Work instruction A
In the post about grinding a concave bearing, what diameter did the writer make the grinding mandrel?
Work instruction B
List every decimal measurement given in the post about grinding a concave bearing, along with what each one describes.
Work instruction C
Continue the post about grinding a concave bearing from its last sentence.

Document segment
>>>>

Diffrent view of a bearing

Well so I was at work on Friday and was looking for something to do to waste an hour or so. I then realized I had a YYF Protostar in my toolbox (in case the power goes out). I really liked the concave bearing but I didn’t like the quality(of the bearing). I looked though the drawer of bearings and found some shielded .250 x .500 x .187, Sweet! So put it in the optical CMM and got some numbers on the radius. That’sright they are not an angle it is really a radius. I liked the concept but did my own variation. I wanted a steeper angle and since you really don’t use the bit near the edge I just made the radius a bit tighter. Made a few of them and they turned out great. I had a bearing from my YYF Superstar. I made the mandrel to grind them on .2497 so it was just a light slip fit. The YYF one I had to give it some help on. After I ground it I tried to remove it. Well I couldn’t, I ended up cracking the outter race while trying to get it off. I put the race in the CMM just to shoot a photo of the cross section. Kind of neat. To give you an idea. the distance from the radius where the ball rides to the bottom surface of my concave is only .010" That’s about the thickness of three human hairs stacked. Seem small?? I normally work in tolerances of .00005" That 1/600 the thickness of a hair.

<<<<

Study material
>>>>

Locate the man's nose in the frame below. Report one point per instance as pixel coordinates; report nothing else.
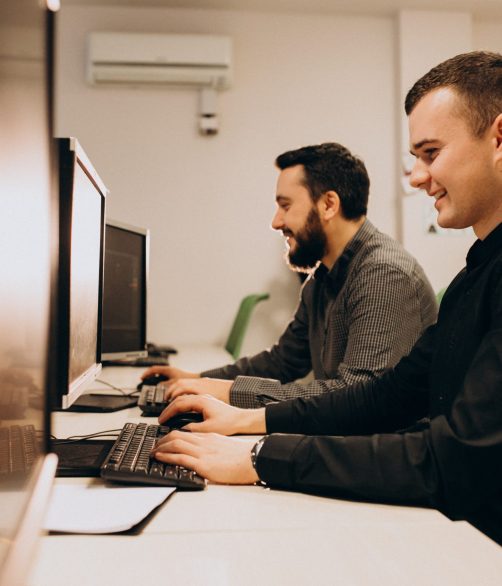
(278, 220)
(419, 175)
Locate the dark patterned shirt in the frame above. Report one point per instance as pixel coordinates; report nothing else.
(362, 442)
(352, 323)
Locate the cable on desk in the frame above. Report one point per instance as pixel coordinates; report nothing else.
(76, 438)
(119, 389)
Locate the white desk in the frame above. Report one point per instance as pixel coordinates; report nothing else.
(250, 535)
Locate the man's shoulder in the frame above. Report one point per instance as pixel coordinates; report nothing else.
(382, 249)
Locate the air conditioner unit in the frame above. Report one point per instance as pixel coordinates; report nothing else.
(182, 60)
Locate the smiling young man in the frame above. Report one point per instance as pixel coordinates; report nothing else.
(360, 312)
(367, 441)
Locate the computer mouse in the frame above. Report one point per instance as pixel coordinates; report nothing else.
(153, 379)
(182, 419)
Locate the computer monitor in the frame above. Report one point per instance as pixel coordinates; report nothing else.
(124, 291)
(27, 195)
(82, 196)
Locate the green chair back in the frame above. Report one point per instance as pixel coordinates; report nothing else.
(439, 295)
(236, 337)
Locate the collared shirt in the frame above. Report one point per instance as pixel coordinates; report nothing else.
(352, 323)
(360, 443)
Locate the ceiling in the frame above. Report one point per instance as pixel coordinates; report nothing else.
(484, 9)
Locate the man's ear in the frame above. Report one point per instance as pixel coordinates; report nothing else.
(329, 205)
(497, 136)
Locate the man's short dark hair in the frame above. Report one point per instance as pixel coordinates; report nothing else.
(476, 77)
(332, 167)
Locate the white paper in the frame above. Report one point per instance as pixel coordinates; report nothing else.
(101, 508)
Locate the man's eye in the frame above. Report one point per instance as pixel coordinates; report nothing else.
(431, 154)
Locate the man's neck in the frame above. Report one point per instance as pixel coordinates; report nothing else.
(338, 237)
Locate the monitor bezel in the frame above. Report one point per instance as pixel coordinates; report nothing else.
(71, 154)
(131, 354)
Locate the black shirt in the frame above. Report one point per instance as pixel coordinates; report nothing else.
(365, 441)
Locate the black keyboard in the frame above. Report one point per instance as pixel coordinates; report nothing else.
(18, 449)
(151, 400)
(143, 362)
(129, 460)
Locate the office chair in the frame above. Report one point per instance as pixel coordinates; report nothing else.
(236, 337)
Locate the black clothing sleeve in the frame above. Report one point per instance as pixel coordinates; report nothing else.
(453, 464)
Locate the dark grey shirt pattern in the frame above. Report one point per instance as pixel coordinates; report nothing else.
(352, 323)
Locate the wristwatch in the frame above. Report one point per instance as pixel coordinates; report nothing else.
(255, 450)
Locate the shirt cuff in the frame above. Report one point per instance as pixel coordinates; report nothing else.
(274, 464)
(279, 417)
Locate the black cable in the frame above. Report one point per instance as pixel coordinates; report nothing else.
(119, 389)
(76, 438)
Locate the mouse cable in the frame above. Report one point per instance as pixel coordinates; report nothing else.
(76, 438)
(119, 389)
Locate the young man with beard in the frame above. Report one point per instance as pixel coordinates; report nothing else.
(364, 441)
(362, 309)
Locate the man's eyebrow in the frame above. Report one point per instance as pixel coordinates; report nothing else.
(418, 145)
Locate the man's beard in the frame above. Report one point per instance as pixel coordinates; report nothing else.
(310, 246)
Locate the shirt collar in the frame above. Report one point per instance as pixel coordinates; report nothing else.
(482, 250)
(336, 276)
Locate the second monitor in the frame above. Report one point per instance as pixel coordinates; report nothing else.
(124, 293)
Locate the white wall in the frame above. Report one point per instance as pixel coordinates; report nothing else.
(209, 200)
(299, 79)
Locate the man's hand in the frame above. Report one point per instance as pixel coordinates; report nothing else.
(218, 416)
(171, 372)
(217, 388)
(217, 458)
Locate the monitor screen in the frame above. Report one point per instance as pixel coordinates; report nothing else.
(28, 203)
(124, 291)
(81, 236)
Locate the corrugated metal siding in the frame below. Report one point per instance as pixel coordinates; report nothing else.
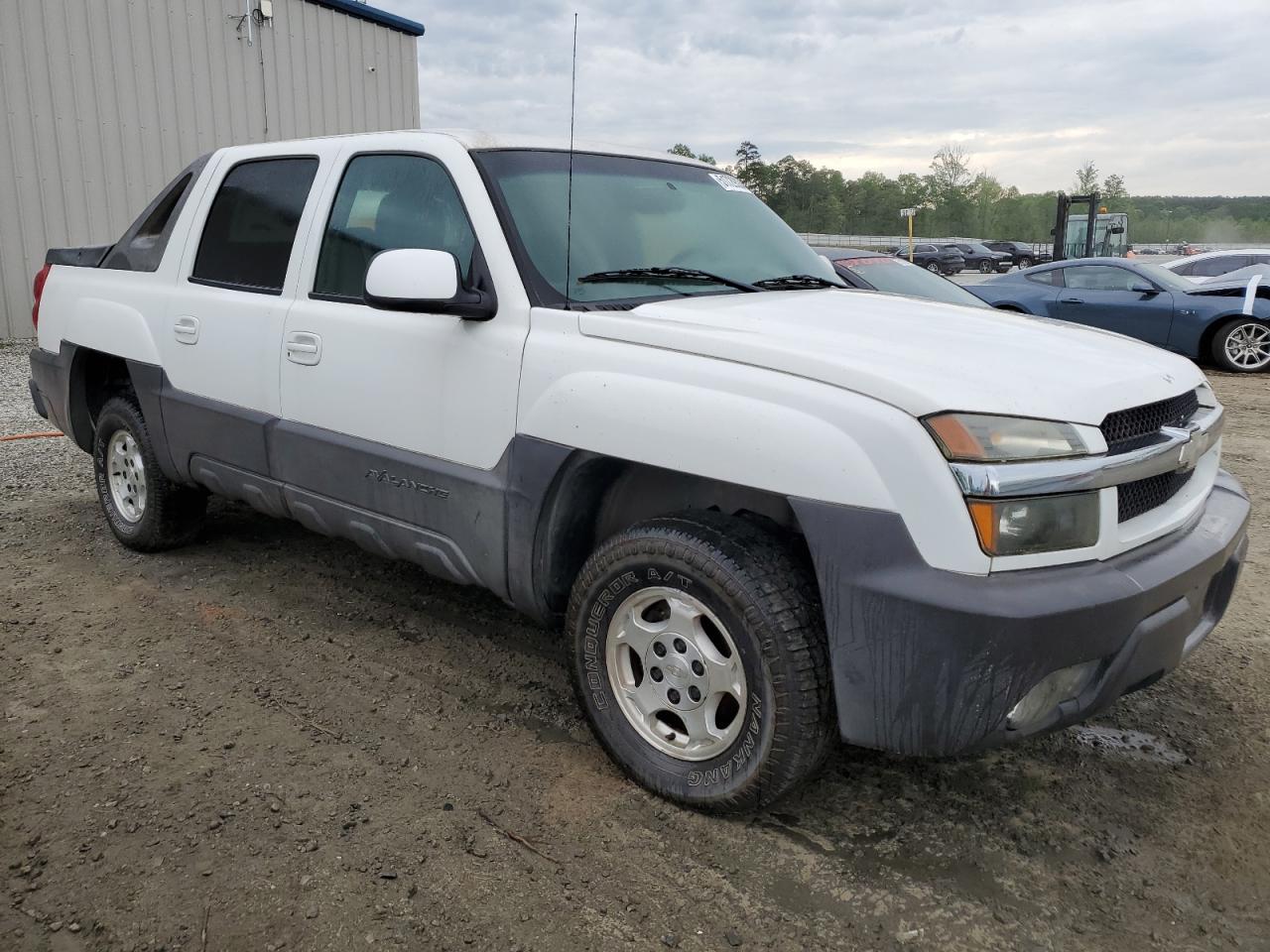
(103, 102)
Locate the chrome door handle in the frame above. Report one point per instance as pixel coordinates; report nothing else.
(304, 348)
(186, 330)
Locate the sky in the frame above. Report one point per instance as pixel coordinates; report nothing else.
(1171, 94)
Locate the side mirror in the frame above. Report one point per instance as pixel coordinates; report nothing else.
(423, 281)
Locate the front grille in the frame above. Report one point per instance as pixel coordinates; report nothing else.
(1138, 425)
(1143, 495)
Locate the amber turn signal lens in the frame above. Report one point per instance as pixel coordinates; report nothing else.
(1010, 527)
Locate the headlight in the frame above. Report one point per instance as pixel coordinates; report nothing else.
(983, 438)
(1037, 525)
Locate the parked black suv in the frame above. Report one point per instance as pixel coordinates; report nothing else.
(1021, 253)
(942, 259)
(983, 259)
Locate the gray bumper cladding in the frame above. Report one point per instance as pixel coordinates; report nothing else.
(928, 661)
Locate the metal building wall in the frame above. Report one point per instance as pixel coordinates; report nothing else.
(102, 102)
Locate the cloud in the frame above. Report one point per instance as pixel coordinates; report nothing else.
(1167, 93)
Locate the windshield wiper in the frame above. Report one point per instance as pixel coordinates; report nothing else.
(658, 276)
(797, 282)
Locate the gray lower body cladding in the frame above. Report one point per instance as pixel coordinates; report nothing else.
(929, 661)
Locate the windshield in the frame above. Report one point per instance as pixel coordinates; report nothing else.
(1164, 277)
(636, 213)
(896, 276)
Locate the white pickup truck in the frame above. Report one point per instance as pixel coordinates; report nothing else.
(617, 391)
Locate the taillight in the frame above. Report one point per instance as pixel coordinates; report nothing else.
(37, 290)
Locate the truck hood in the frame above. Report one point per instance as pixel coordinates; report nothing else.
(920, 356)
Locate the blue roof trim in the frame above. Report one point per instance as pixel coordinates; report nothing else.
(368, 13)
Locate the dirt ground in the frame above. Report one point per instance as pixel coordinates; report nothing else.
(273, 740)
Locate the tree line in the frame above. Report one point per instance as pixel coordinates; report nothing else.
(955, 199)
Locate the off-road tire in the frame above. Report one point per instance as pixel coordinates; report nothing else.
(173, 515)
(761, 587)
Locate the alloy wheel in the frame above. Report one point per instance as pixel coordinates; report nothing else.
(126, 474)
(676, 674)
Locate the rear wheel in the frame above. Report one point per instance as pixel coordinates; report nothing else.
(1242, 345)
(699, 660)
(145, 509)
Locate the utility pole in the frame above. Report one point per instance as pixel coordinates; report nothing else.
(910, 213)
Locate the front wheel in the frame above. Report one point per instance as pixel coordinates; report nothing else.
(145, 509)
(699, 660)
(1242, 345)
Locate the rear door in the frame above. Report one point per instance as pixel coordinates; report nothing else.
(220, 340)
(394, 422)
(1100, 296)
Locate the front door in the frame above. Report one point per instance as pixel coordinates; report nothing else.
(1100, 296)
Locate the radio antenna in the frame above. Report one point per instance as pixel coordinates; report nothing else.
(568, 220)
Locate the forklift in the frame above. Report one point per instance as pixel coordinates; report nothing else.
(1092, 235)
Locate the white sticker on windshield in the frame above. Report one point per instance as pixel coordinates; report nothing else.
(729, 181)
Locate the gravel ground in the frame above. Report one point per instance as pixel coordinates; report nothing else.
(272, 740)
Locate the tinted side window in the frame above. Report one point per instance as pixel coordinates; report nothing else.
(1222, 264)
(388, 202)
(1101, 278)
(1051, 277)
(252, 225)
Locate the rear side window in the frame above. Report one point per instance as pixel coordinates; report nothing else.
(143, 245)
(388, 202)
(252, 225)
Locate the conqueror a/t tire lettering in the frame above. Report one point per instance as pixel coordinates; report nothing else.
(729, 610)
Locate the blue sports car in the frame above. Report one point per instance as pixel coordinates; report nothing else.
(1223, 320)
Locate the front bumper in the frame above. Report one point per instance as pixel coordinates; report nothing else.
(929, 661)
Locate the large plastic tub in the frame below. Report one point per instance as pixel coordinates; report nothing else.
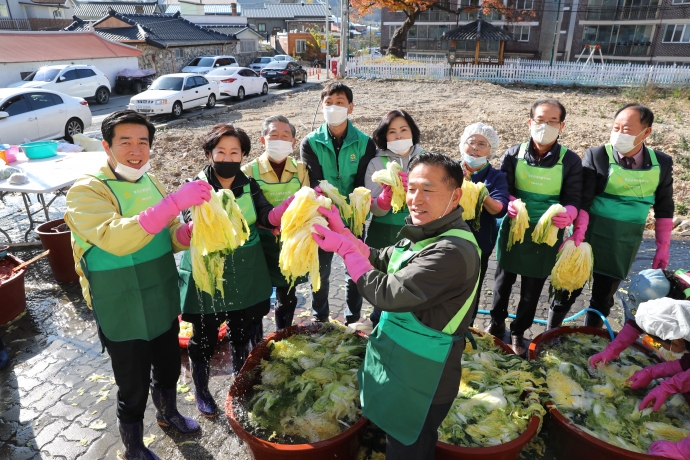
(508, 451)
(12, 293)
(341, 447)
(572, 442)
(60, 258)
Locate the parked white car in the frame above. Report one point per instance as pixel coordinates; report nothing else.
(37, 114)
(260, 62)
(174, 93)
(73, 80)
(203, 64)
(238, 81)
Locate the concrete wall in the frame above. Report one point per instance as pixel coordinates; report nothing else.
(10, 72)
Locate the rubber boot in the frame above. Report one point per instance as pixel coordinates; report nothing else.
(239, 355)
(167, 414)
(204, 400)
(555, 319)
(132, 435)
(593, 320)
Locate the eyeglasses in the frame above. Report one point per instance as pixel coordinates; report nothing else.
(553, 124)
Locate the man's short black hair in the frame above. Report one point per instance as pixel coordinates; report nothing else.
(125, 117)
(381, 130)
(221, 130)
(454, 175)
(646, 114)
(548, 101)
(336, 87)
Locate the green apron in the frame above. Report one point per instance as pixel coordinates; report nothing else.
(133, 296)
(275, 193)
(245, 277)
(405, 359)
(617, 216)
(539, 188)
(383, 230)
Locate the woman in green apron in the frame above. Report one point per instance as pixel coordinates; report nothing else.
(623, 180)
(397, 140)
(246, 279)
(425, 286)
(540, 172)
(279, 177)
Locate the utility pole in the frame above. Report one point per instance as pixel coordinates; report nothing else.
(556, 32)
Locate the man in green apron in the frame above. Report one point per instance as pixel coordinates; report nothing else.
(541, 173)
(425, 286)
(622, 181)
(279, 177)
(339, 153)
(124, 232)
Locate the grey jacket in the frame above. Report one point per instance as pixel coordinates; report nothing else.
(433, 285)
(376, 164)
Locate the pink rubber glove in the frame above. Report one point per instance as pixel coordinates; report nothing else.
(336, 224)
(277, 213)
(624, 339)
(184, 234)
(155, 218)
(403, 178)
(566, 218)
(678, 450)
(383, 201)
(356, 264)
(512, 212)
(641, 379)
(579, 229)
(662, 230)
(680, 383)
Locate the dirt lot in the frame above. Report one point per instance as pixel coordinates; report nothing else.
(442, 110)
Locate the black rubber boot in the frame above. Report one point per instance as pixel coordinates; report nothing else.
(204, 400)
(555, 319)
(132, 435)
(239, 356)
(167, 414)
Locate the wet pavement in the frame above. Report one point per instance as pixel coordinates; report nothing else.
(57, 395)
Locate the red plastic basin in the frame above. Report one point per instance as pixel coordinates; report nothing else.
(508, 451)
(572, 442)
(341, 447)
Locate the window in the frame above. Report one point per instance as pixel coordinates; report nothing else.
(16, 106)
(40, 101)
(300, 46)
(521, 33)
(85, 73)
(677, 33)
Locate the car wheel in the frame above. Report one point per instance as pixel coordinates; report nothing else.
(102, 95)
(73, 126)
(177, 109)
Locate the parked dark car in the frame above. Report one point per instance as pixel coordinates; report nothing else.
(287, 73)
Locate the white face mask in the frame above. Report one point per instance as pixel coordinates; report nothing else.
(400, 147)
(623, 143)
(278, 150)
(544, 133)
(335, 115)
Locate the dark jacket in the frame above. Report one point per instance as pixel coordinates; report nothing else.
(261, 204)
(596, 174)
(309, 158)
(497, 186)
(571, 188)
(433, 285)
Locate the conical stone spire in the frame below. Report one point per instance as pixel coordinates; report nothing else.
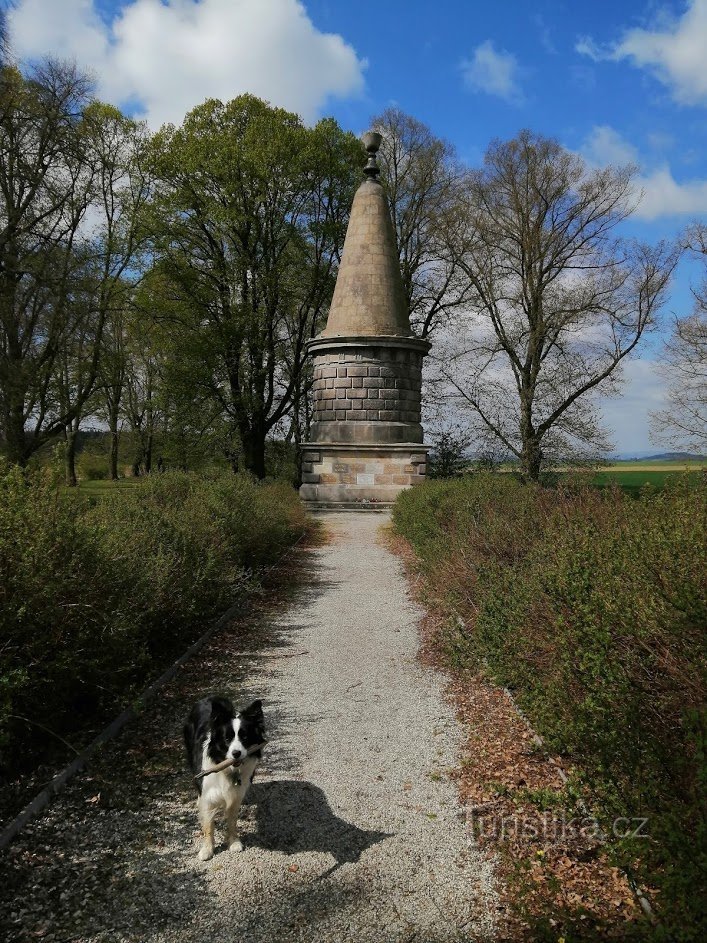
(365, 442)
(369, 299)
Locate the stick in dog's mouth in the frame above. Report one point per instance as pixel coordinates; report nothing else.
(232, 761)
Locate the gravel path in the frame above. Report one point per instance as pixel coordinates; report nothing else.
(352, 829)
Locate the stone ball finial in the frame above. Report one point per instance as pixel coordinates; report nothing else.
(372, 141)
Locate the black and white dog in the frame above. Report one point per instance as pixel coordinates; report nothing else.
(215, 732)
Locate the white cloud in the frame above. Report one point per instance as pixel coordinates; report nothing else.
(496, 73)
(604, 145)
(674, 50)
(664, 196)
(658, 193)
(170, 55)
(627, 415)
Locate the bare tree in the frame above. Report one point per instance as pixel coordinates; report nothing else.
(556, 301)
(422, 177)
(683, 422)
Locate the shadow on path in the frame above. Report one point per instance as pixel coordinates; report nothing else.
(292, 816)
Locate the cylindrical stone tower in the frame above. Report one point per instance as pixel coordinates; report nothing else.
(366, 436)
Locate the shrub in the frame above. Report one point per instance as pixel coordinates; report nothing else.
(591, 607)
(96, 598)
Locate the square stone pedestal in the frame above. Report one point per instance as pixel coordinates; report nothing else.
(348, 476)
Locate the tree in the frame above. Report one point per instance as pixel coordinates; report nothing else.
(422, 177)
(62, 268)
(249, 220)
(683, 422)
(556, 302)
(45, 189)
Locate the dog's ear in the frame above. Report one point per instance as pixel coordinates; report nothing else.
(254, 711)
(221, 710)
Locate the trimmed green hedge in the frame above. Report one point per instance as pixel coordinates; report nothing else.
(592, 608)
(97, 598)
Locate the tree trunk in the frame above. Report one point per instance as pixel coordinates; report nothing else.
(114, 443)
(532, 458)
(15, 440)
(254, 452)
(70, 456)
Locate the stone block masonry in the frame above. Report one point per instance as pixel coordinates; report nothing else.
(367, 390)
(365, 441)
(360, 476)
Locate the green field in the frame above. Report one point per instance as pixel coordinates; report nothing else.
(633, 476)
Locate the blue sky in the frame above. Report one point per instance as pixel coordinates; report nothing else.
(614, 81)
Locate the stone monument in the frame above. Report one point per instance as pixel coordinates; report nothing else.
(366, 436)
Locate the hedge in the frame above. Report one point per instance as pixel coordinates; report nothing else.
(96, 598)
(592, 608)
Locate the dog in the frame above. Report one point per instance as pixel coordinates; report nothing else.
(215, 732)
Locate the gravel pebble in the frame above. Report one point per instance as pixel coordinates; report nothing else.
(352, 829)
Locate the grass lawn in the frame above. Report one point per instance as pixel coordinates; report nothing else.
(632, 476)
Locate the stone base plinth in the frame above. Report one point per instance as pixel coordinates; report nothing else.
(356, 476)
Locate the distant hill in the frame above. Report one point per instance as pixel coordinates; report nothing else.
(662, 457)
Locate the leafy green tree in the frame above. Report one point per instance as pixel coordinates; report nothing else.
(71, 185)
(249, 220)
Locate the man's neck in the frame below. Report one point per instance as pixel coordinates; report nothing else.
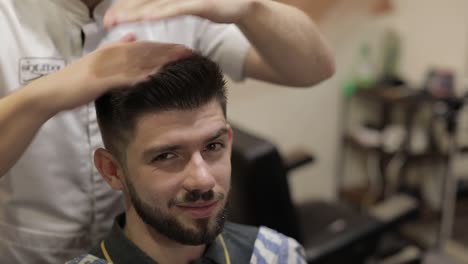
(158, 247)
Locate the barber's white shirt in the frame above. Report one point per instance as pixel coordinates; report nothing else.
(53, 203)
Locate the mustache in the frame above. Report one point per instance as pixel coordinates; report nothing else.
(195, 195)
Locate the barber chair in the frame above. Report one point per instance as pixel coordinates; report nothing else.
(330, 232)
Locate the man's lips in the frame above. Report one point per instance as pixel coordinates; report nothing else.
(199, 209)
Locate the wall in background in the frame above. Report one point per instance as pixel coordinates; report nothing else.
(433, 32)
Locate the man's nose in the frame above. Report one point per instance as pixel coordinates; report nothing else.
(198, 175)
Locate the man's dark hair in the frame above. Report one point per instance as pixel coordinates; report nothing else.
(186, 84)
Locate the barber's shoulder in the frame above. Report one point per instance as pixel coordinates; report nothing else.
(87, 259)
(275, 247)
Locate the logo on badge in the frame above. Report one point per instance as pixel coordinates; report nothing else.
(35, 68)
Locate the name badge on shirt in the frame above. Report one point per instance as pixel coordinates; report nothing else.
(34, 68)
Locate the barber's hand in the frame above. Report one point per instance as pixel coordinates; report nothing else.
(220, 11)
(113, 66)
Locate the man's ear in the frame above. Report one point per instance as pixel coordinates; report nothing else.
(230, 134)
(109, 168)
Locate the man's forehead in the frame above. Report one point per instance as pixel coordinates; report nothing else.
(174, 124)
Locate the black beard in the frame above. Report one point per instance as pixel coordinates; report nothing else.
(173, 229)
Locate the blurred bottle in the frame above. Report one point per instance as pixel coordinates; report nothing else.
(363, 73)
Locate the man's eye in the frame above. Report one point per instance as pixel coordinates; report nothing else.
(164, 156)
(214, 146)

<<<<

Exercise output A
.2497

Exercise output B
- .250 x .500 x .187: the shielded bearings found in the drawer
- .2497: the mandrel the bearings were ground on
- .010": the distance from the radius where the ball rides to the bottom surface of the concave
- .00005": the writer's normal working tolerance

Exercise output C
http://i149.photobucket.com/albums/s71/Scoobyvroom/Bearing-1.jpg

1 Like

im not going to lie im pretty smart, but what am i looking at?

What, you’re trying to make a new kind of training wheels?
No thanks.

Like I said when I pulled the bearing off I broke the outer race. So this is a cross sectional view of the bearing.

Don’t worry I’m not selling anything…

It is amazing how thin the material is between the inside and outside of the outer race, granted you’re only giving it about 60-odd grams of force in a normal sleeper. I had a handmade concave that split staight down the center before I even had a chance to use it. Their knowlegde of tolerances must have been little to none…

soooooo cool, what kind of work do you normally do?

at least I’m not the only one who thinks center track bearings are low quality

Work for a company called Andrew Tool. We make low production and prototype parts for aerospace, medical, and electronic markets.

This is a gear box for a new Mars rover. We built six of these, two out of aluminum, two out of titanium, and two out of a metal called Vascomax. Parts where a solid block of material when we started.
http://www.andrewtool.com/images/gallery/aerospace1.jpg

And before anyone asks there will be no yo-yos made at work, at least until they let me run the new multi axis CNC lathe. ;D

The problem with homemade KK bearings is that the outer race on a standard bearing is not very thick. The KK bearings that Dif-e-yo sells start out with a much thicker outer race so he has some material to work with.

Dude, not being any time of engineer, you wouldn’t understand that this isn’t like to start a business or a compony, it’s for fun. Making things is amazing plus you feel legit after. Don’t give him sass.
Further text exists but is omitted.